─── Information supplied

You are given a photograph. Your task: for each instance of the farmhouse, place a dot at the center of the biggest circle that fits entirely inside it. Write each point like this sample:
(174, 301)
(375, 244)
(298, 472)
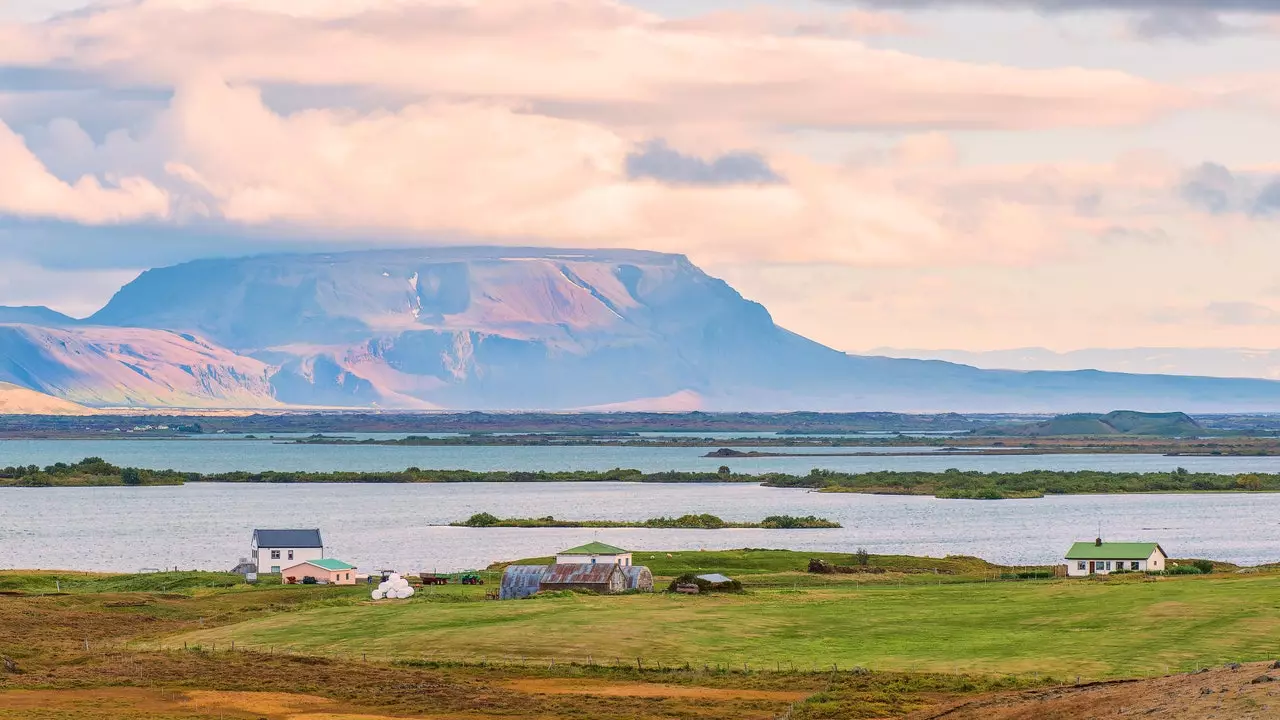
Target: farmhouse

──────
─── Information supplied

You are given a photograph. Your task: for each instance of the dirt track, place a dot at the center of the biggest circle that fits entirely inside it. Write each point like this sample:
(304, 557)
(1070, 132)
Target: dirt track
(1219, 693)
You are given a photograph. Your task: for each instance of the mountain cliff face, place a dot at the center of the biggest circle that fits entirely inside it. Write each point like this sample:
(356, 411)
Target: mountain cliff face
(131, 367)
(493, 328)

──────

## The exercise
Starting at the line containing "the farmhouse, place" and ending after the line containing "Target: farmhouse", write those lines out again with "photograph" swapped for "photo" and nothing else changed. Omit the picture from your answer.

## Finished task
You are given a photo. Your task: for each instance of the farmhouse, place a dot at the center of the biggest circle that fits entirely inside it. Write each point like this sample:
(174, 301)
(375, 244)
(298, 472)
Target: farmhouse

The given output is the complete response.